Referring expression pointing data:
_ _ _ _

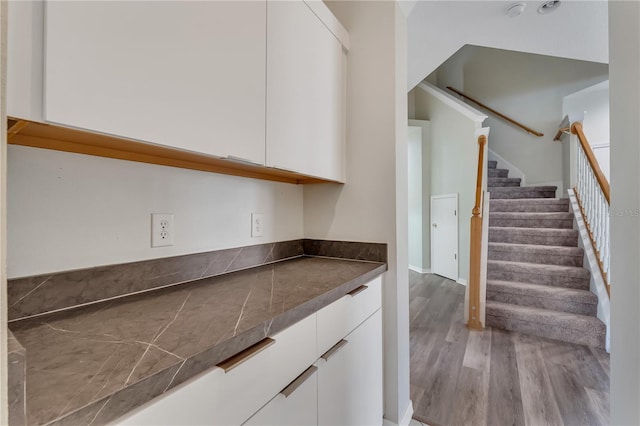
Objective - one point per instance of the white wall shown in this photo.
(529, 88)
(592, 105)
(4, 415)
(69, 211)
(454, 162)
(578, 29)
(414, 171)
(372, 206)
(425, 194)
(624, 73)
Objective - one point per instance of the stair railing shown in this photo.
(475, 256)
(593, 195)
(496, 113)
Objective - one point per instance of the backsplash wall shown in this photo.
(69, 211)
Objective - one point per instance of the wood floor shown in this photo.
(495, 377)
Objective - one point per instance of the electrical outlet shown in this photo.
(257, 225)
(161, 229)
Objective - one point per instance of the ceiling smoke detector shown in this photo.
(515, 9)
(549, 6)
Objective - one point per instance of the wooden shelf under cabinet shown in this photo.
(48, 136)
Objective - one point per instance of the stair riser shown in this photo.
(496, 236)
(560, 206)
(498, 173)
(497, 273)
(561, 305)
(496, 195)
(580, 337)
(531, 223)
(547, 258)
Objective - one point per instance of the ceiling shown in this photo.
(437, 29)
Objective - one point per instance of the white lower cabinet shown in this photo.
(296, 405)
(217, 397)
(287, 383)
(350, 379)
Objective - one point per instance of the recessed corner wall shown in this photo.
(528, 88)
(69, 211)
(453, 162)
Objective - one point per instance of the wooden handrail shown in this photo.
(475, 257)
(493, 111)
(576, 129)
(563, 128)
(482, 140)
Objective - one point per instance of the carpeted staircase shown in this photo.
(535, 280)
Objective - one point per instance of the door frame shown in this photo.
(441, 196)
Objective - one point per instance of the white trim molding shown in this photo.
(405, 420)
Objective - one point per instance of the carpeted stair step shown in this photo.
(536, 205)
(537, 236)
(523, 192)
(562, 299)
(545, 255)
(533, 273)
(531, 220)
(496, 182)
(498, 173)
(573, 328)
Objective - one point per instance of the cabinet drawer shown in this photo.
(226, 398)
(296, 405)
(341, 317)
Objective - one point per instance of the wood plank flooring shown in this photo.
(495, 377)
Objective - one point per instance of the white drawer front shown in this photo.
(219, 398)
(344, 315)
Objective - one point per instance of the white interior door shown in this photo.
(444, 235)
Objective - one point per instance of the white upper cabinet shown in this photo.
(185, 74)
(306, 81)
(24, 59)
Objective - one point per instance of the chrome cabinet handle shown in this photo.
(357, 290)
(298, 381)
(331, 352)
(237, 359)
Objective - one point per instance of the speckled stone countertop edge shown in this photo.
(117, 404)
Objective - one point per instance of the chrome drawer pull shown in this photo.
(357, 290)
(237, 359)
(331, 352)
(298, 381)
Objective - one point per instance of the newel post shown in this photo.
(476, 245)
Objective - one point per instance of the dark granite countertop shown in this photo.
(93, 364)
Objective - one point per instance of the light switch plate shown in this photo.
(162, 230)
(257, 225)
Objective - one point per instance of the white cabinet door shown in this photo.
(297, 405)
(305, 92)
(185, 74)
(342, 316)
(350, 380)
(217, 397)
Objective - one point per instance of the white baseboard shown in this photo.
(406, 418)
(419, 270)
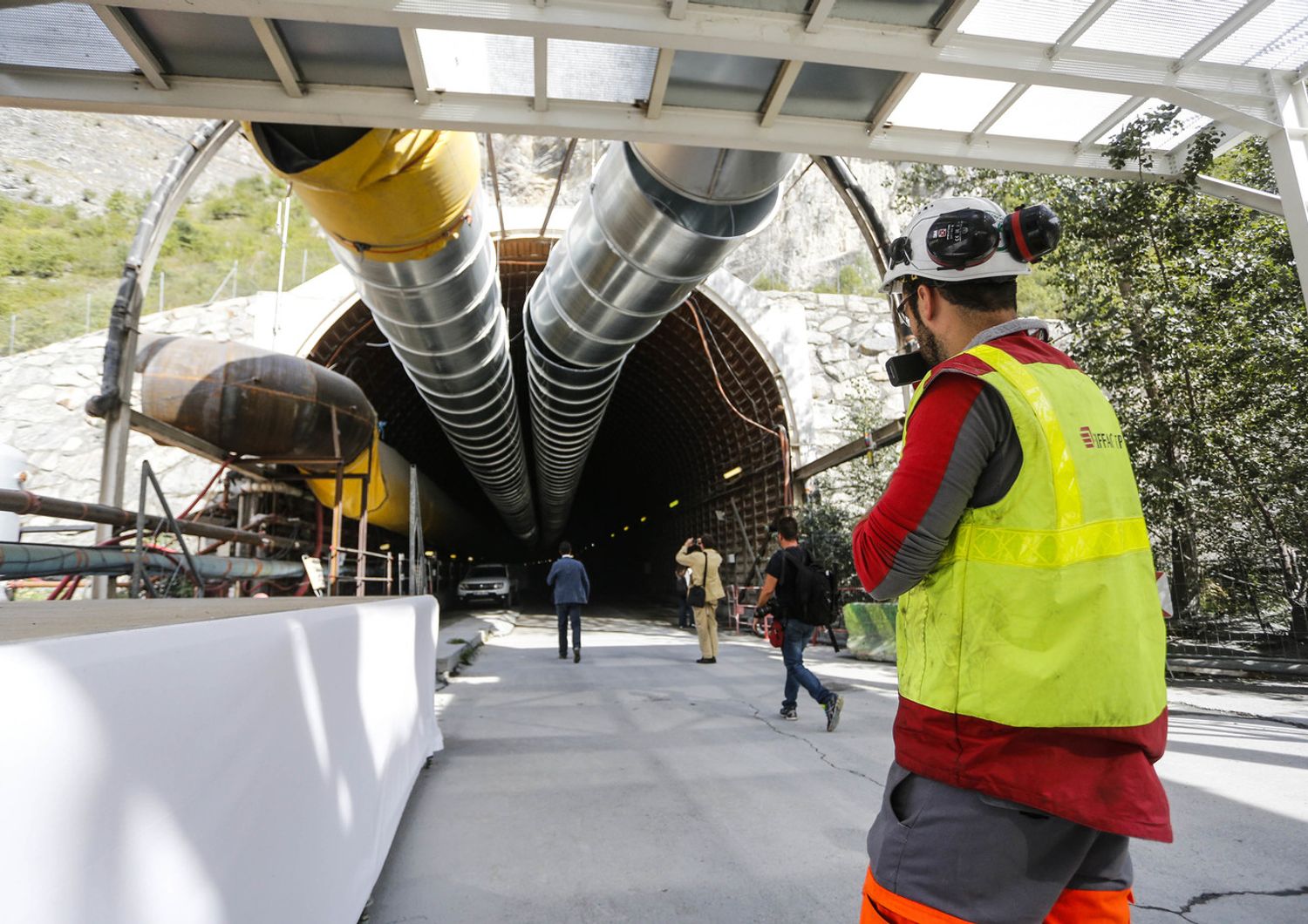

_ _ _ _

Your task: Each entry above must be printed exactly, apart from its pictures.

Solution to this problem:
Objective - one point per instance of the white wall shown in this photo.
(529, 88)
(592, 105)
(4, 415)
(69, 211)
(454, 162)
(578, 29)
(414, 171)
(372, 206)
(425, 194)
(624, 73)
Objective - one point per instance of the stair railing shown in this photo.
(475, 256)
(593, 195)
(496, 113)
Objective - one point per instance of the backsplash wall shown in this photo.
(69, 211)
Objective - one point per instance of the wood floor shown in this photo.
(495, 377)
Objective - one point per instance of the electrical outlet shown in this photo.
(257, 225)
(161, 229)
Objective - one point per instance of the ceiling smoke detector shown in this photo.
(515, 9)
(549, 6)
Objective - one point per instance of the wooden shelf under cabinet shown in this photo.
(48, 136)
Objective - one point per instance of the stair riser shown in this photo.
(496, 236)
(560, 206)
(498, 173)
(497, 273)
(561, 305)
(496, 195)
(580, 337)
(531, 223)
(547, 258)
Objective - one point per instance of the ceiling shown in this photo.
(437, 29)
Objective - one point per instance of the white lower cabinet shown in this photo.
(296, 405)
(217, 397)
(287, 383)
(350, 379)
Objective - one point per instance of the recessed corner wall shown in this photo.
(528, 88)
(69, 211)
(453, 162)
Objective - one point per instance of the wooden handrail shown in this photo.
(475, 257)
(493, 111)
(576, 129)
(563, 128)
(482, 140)
Objective - one point per instance of the carpeted staircase shown in this photo.
(535, 280)
Objective - one point per instance of the door frame shown in this photo.
(441, 196)
Objective - one point per instance of the white trim molding shown in this photo.
(405, 420)
Objective - one point per instance of the carpeted stair step shown in this photo.
(536, 205)
(537, 236)
(523, 192)
(562, 299)
(545, 255)
(533, 273)
(531, 220)
(496, 182)
(498, 173)
(573, 328)
Objective - one point per instance of the cabinet drawer shown in this photo.
(226, 398)
(296, 405)
(341, 317)
Objective - one point per instance of the wood plank flooring shown in this photo.
(495, 377)
Objective - one point per instance of the white drawer front shown in this photo.
(219, 398)
(344, 315)
Objective - one point per instance of the white interior door shown in this photo.
(444, 235)
Objective - one point per instance of the white upper cabinet shown in this photo.
(185, 74)
(306, 81)
(24, 59)
Objective - one point per instance of the chrome cabinet handle shown in this photo.
(357, 290)
(298, 381)
(331, 352)
(237, 359)
Objective - one point per instance of the speckled stone countertop edge shown in this photo.
(117, 404)
Objective - one point per instance of the chrome drawer pull shown in this photo.
(357, 290)
(237, 359)
(331, 352)
(298, 381)
Objective - one point per instance of the newel post shown in this photo.
(476, 245)
Objective - one point per instance of the dark granite countertop shown in this photo.
(93, 364)
Objective - one point per instance of the light switch plate shown in this photo.
(162, 230)
(257, 225)
Objective - one point per instance of the white cabinet door shown in this photo.
(297, 405)
(305, 92)
(185, 74)
(342, 316)
(350, 380)
(217, 397)
Objective - one point per instance of the white baseboard shown in this photo.
(406, 418)
(419, 270)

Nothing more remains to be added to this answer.